(Provided material Opens)

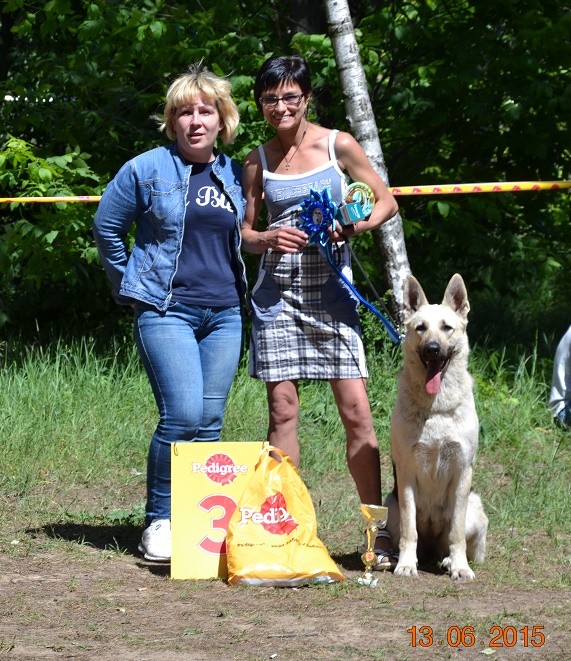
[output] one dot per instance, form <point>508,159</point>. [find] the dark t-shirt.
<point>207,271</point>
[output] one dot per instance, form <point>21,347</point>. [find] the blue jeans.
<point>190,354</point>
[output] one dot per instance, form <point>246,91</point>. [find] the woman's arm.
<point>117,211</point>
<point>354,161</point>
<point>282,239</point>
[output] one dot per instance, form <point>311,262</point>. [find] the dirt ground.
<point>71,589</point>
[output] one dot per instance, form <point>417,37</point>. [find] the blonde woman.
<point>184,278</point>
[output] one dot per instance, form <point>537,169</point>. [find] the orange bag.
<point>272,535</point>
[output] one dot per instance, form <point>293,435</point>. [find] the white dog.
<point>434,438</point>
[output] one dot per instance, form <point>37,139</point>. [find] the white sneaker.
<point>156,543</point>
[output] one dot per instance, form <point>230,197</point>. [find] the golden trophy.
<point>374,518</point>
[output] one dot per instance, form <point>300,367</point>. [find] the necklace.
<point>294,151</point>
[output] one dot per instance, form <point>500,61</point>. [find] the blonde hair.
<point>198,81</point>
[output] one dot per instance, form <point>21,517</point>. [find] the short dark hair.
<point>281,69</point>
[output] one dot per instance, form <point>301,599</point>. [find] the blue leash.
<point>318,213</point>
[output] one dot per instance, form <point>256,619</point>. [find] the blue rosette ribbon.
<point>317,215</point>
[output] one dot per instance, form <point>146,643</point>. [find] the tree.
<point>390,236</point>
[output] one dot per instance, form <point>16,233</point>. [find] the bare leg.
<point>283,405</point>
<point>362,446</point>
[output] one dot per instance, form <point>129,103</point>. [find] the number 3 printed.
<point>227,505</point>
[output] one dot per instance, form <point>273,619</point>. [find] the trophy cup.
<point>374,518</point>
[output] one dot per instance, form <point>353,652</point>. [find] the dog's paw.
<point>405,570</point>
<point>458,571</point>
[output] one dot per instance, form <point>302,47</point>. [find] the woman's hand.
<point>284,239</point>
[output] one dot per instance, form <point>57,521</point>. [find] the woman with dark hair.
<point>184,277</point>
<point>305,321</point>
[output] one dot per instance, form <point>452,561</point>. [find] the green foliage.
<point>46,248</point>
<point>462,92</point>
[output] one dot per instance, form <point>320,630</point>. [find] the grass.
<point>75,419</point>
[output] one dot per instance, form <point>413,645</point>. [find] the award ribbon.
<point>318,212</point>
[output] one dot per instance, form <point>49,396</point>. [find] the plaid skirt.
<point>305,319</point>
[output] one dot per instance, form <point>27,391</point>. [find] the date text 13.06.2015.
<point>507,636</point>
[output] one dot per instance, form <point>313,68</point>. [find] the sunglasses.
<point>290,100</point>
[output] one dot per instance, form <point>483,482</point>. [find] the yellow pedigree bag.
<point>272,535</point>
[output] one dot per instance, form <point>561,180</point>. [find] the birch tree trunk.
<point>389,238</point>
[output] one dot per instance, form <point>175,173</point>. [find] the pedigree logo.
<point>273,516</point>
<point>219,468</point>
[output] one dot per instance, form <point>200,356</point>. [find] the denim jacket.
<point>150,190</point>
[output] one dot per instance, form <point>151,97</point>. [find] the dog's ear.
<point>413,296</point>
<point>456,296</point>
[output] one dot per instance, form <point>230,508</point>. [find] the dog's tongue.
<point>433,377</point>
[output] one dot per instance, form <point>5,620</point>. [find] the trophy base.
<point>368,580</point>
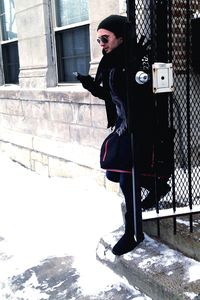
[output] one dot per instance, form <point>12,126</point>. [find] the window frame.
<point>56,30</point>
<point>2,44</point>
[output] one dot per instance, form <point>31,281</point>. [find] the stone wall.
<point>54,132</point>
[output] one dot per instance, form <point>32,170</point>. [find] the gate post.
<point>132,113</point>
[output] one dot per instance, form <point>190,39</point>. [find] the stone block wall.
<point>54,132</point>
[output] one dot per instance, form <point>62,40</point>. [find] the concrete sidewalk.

(Provided material Closes)

--- Problem requirements ---
Without the pictures, write out the whole listing above exactly as it appears.

--- Task response ---
[output] one dot per instance, form <point>508,159</point>. [find] the dark t-shirt.
<point>207,271</point>
[output] one dot per instance, form <point>21,347</point>. [find] the blue jeans.
<point>190,354</point>
[output] one dot per instance, form <point>246,91</point>. [find] the woman's arm.
<point>117,211</point>
<point>354,161</point>
<point>282,239</point>
[output] one dot per instance, form <point>311,262</point>. [find] the dirt ground.
<point>71,589</point>
[output] one dot per instance, form <point>417,37</point>. [find] the blonde woman.
<point>184,278</point>
[output] one dot per instance, form <point>537,169</point>. [find] the orange bag.
<point>272,535</point>
[output] one dot per instance, form <point>293,435</point>. [find] the white dog.
<point>434,438</point>
[output] one dot per instance, form <point>37,139</point>. [find] the white sneaker.
<point>156,543</point>
[output] one dot per instance, form <point>230,197</point>. [find] the golden trophy.
<point>374,518</point>
[output] one dot per instance, form <point>300,367</point>. [find] the necklace.
<point>294,151</point>
[output] one dot per instance, form <point>500,61</point>. [find] the blonde hair.
<point>198,81</point>
[output] one dot per instance, form <point>21,517</point>. [find] the short dark hair.
<point>281,69</point>
[output] one dot per instance, form <point>301,599</point>. [find] the blue leash.
<point>318,213</point>
[output] one dot per instance, form <point>256,619</point>. [find] the blue rosette ribbon.
<point>317,215</point>
[output] one dot per instance, form <point>146,643</point>. [find] the tree.
<point>390,236</point>
[output] one dot per instance, form <point>16,233</point>. [find] the bare leg.
<point>283,405</point>
<point>362,446</point>
[output] one dot per instance, form <point>129,103</point>. [find] the number 3 printed.
<point>227,505</point>
[output] one dot per instance, form <point>273,619</point>. [find] the trophy cup.
<point>374,518</point>
[output] one dot per instance, form <point>353,652</point>. [find] the dog's paw.
<point>405,570</point>
<point>458,571</point>
[output] one dot per instance, form <point>302,47</point>. [find] the woman's hand.
<point>284,239</point>
[output] one dot per instance, form <point>57,521</point>. [find] the woman with dark hair.
<point>184,277</point>
<point>305,321</point>
[output] one dot per instance, form <point>452,561</point>. [find] the green foliage.
<point>46,248</point>
<point>462,92</point>
[output] one dot per instance, form <point>320,630</point>. [find] the grass.
<point>75,419</point>
[output] one dot per instance, form <point>413,645</point>. [find] the award ribbon.
<point>318,212</point>
[output] one dot per instance, form <point>49,396</point>. [find] the plaid skirt.
<point>305,319</point>
[output] one dot per instance, form <point>27,391</point>. [find] the date text 13.06.2015.
<point>507,636</point>
[output] one dot per instance, form <point>313,68</point>. [find] the sunglasses.
<point>290,100</point>
[output] one dot per instance, form <point>483,482</point>. [find] the yellow pedigree bag.
<point>272,535</point>
[output] one dot per instance, form <point>561,180</point>. [find] the birch tree trunk.
<point>389,238</point>
[output] one dot per instance, form <point>175,173</point>. [find] the pedigree logo.
<point>273,516</point>
<point>219,468</point>
[output] one dot per instance, form <point>200,356</point>. [find] the denim jacket.
<point>150,190</point>
[output] one dot per instance, form <point>151,97</point>. [find] the dog's ear.
<point>413,296</point>
<point>456,296</point>
[output] one dot per instance, form <point>230,508</point>. [find] the dog's tongue.
<point>433,377</point>
[output] one dot per instance, form <point>5,620</point>. [find] the trophy base.
<point>368,580</point>
[output] one dot per instance, form <point>12,126</point>. [find] the window frame.
<point>56,30</point>
<point>2,44</point>
[output] one dot per instance, form <point>31,281</point>. [find] the stone wall.
<point>54,132</point>
[output] one dot per instance, form <point>32,170</point>. [find] the gate post.
<point>132,113</point>
[output] one dot per instance, form <point>190,39</point>. [find] the stone block wall.
<point>54,132</point>
[output] one dot per instance, form <point>62,40</point>. [find] the concrete sidewalk.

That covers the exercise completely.